_Task material_

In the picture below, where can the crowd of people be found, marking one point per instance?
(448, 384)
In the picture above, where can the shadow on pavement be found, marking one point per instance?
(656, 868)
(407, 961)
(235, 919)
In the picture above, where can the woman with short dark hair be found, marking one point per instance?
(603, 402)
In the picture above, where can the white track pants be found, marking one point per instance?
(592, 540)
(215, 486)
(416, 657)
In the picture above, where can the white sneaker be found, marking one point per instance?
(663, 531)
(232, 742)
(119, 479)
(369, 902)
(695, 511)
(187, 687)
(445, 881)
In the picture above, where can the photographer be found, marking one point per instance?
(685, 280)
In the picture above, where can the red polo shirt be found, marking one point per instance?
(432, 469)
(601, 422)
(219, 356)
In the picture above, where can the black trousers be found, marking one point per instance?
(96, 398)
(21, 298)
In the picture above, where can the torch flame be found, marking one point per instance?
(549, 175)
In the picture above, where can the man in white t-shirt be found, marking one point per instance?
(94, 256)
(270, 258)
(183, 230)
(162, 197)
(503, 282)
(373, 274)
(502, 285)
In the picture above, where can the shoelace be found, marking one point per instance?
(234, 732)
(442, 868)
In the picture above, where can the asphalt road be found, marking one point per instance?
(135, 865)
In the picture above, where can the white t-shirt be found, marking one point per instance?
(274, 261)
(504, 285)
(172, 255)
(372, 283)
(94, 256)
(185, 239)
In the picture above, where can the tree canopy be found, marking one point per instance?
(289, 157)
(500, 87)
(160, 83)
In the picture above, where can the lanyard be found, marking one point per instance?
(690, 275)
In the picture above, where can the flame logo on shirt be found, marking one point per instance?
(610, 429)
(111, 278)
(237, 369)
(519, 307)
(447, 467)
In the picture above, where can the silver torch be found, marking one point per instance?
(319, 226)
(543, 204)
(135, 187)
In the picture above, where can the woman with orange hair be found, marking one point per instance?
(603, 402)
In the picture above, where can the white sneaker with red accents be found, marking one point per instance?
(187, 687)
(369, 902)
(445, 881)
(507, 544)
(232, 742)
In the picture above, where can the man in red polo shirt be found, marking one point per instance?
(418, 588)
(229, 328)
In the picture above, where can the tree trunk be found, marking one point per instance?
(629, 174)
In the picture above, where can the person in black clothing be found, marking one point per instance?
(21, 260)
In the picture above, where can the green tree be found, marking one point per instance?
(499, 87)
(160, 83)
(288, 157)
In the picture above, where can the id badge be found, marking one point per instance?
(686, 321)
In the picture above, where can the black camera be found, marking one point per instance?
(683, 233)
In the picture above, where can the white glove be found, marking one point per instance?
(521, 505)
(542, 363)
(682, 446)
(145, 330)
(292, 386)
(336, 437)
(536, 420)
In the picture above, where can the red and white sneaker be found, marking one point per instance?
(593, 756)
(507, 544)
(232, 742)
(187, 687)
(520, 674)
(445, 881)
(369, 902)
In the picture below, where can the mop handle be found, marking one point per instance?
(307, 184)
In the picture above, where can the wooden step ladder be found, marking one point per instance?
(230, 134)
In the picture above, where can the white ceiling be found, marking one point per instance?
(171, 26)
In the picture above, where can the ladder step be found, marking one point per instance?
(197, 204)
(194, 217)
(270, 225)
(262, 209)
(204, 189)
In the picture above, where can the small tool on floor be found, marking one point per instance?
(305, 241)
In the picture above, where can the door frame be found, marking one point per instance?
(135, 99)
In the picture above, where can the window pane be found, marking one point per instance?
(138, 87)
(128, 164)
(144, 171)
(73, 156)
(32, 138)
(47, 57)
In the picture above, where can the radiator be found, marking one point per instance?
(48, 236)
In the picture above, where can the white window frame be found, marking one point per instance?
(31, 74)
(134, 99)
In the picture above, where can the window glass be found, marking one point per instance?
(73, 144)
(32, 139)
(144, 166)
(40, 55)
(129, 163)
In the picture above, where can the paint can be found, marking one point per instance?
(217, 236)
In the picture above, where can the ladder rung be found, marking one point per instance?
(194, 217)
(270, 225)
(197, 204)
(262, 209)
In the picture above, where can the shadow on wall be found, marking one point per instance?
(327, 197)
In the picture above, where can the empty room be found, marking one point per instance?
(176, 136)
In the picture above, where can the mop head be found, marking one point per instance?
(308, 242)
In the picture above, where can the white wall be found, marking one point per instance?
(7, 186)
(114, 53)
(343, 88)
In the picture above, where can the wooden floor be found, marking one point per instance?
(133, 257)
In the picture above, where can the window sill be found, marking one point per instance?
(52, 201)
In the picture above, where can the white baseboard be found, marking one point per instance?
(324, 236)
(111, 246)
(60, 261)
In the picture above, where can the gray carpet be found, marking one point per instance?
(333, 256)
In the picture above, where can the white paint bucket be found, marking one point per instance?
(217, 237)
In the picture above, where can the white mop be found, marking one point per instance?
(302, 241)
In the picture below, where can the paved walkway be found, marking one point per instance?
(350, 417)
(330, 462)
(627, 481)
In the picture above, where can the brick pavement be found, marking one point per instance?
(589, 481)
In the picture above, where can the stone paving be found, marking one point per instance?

_Aim of the exercise_
Transcribe the material above in its entirety, precisely as written.

_Written answer_
In the picture below, where can the crowd of people be found, marking one point per instance?
(448, 384)
In the picture above, where can the shadow on pavement be found, marking one point per instance?
(656, 868)
(407, 961)
(235, 919)
In the picture above, where can the woman with short dark hair be found, marking one point per instance?
(603, 402)
In the picture above, where can the white track pants be found, marking one point per instance?
(592, 540)
(215, 486)
(416, 657)
In the picture above, where can the white sneaker be found, marking one point per instance?
(663, 531)
(232, 742)
(119, 479)
(369, 902)
(695, 511)
(187, 687)
(445, 881)
In the picture above, where can the photographer be found, marking one point per instance?
(685, 280)
In the picture above, where can the red polo shirt be found, marking one point per instance?
(432, 469)
(601, 422)
(219, 356)
In the picture above, where can the black trousers be found, marking one point per instance?
(96, 398)
(21, 298)
In the picture above, where can the torch flame be found, marking one point per instance?
(549, 175)
In the picture above, where can the man in white t-shirt be found, marking one point per instance?
(94, 256)
(270, 258)
(183, 230)
(162, 197)
(503, 282)
(373, 274)
(502, 285)
In the picture above, where can the shoelace be found, marking one point per instance?
(234, 732)
(442, 868)
In the picture above, where can the asphalt road be found, marking one point per instance?
(135, 865)
In the picture above, where can the white t-shirt be found, marking one point per instance?
(274, 261)
(504, 285)
(172, 255)
(372, 283)
(94, 256)
(185, 239)
In the picture above, where can the tree canopy be found, marking one point per instance?
(289, 157)
(500, 87)
(160, 83)
In the picture above, where can the lanyard be found, marking one point per instance?
(690, 275)
In the picture above, where can the flame logo on shirt be found, marking one point per instance?
(610, 429)
(111, 278)
(237, 369)
(519, 307)
(447, 467)
In the picture above, where can the silver torch be found, marking one point per instance?
(319, 226)
(543, 204)
(135, 187)
In the picture above, where can the woman with orange hair be found, marking one point per instance?
(603, 402)
In the picture above, where can the white sneaker with red accents be found, marking one point per instance?
(187, 687)
(369, 902)
(445, 881)
(507, 544)
(232, 742)
In the picture above, where can the man in red polo shirt be found, marking one point per instance?
(418, 588)
(229, 328)
In the picture above, where can the tree trunk be found, marking one point per instance?
(629, 174)
In the picture above, where can the person in black clothing be found, marking one point per instance?
(21, 260)
In the picture above, where can the green tree be found, marking one point per instance?
(499, 87)
(160, 83)
(288, 157)
In the picture above, where can the id badge be found, marking one point per instance?
(686, 321)
In the picture above, where can the black camera be found, marking one point per instance?
(683, 233)
In the picture above, where can the white glove be found, marking one point per instance?
(521, 505)
(542, 363)
(682, 446)
(145, 330)
(292, 386)
(336, 437)
(536, 420)
In the picture above, where can the red and white sneaker be found, marking one point per instance?
(593, 756)
(507, 544)
(232, 742)
(187, 687)
(520, 674)
(445, 881)
(369, 902)
In the picture below, where can the mop handle be found, marking one point per instance?
(307, 184)
In the picture above, where can the wooden step ladder be found, marking one point per instance?
(230, 134)
In the picture above, where can the white ceiling be found, marking one point per instance?
(171, 26)
In the picture above, where can the ladder step be found, marking one point per instance?
(197, 204)
(194, 217)
(270, 225)
(262, 209)
(204, 189)
In the picture above, where can the small tool on floor be found, marking one point per instance?
(305, 241)
In the picture above, where can the door frame be found, marking one point per instance?
(135, 99)
In the picture above, where can the window pane be found, marking one point per instance?
(138, 87)
(128, 164)
(144, 171)
(73, 156)
(32, 138)
(47, 57)
In the picture above, where can the radiator be found, marking one point per instance?
(48, 236)
In the picture above, where can the white window frame be found, marking one point per instance?
(31, 74)
(134, 99)
In the picture above, where can the window glass be found, marking one point per instance?
(73, 144)
(32, 139)
(144, 166)
(40, 55)
(129, 163)
In the picture above, where can the paint can be found, marking one point per instance?
(217, 236)
In the picture above, where can the ladder rung be found, marking one point per instance?
(194, 217)
(270, 225)
(197, 204)
(262, 209)
In the picture above, where can the shadow on wall be found, marking one point per instance?
(327, 197)
In the picture above, where can the empty room be found, marking one point per instance?
(176, 136)
In the picture above, where can the mop head be found, marking one point per instance?
(308, 242)
In the picture above, where can the white wall be found, marking one point per instance?
(7, 186)
(114, 53)
(343, 88)
In the picture above, where can the wooden floor be found, marking one point per instance?
(133, 257)
In the picture above, where can the window sill be found, marking one point per instance?
(52, 201)
In the picture above, where can the white baseboard be found, marking one point per instance?
(324, 236)
(111, 246)
(60, 261)
In the picture above, where can the gray carpet be found, marking one point per instance?
(333, 256)
In the picture above, where can the white paint bucket be found, marking one point per instance?
(217, 237)
In the picture above, where can the white mop be found, marking one point per instance?
(302, 241)
In the picture below, where can the paved walkway be found, marking one point per instance?
(350, 417)
(330, 462)
(627, 481)
In the picture above, where can the brick pavement be found, marking one point per instance?
(589, 481)
In the picture above, where can the stone paving be found, marking one point per instance?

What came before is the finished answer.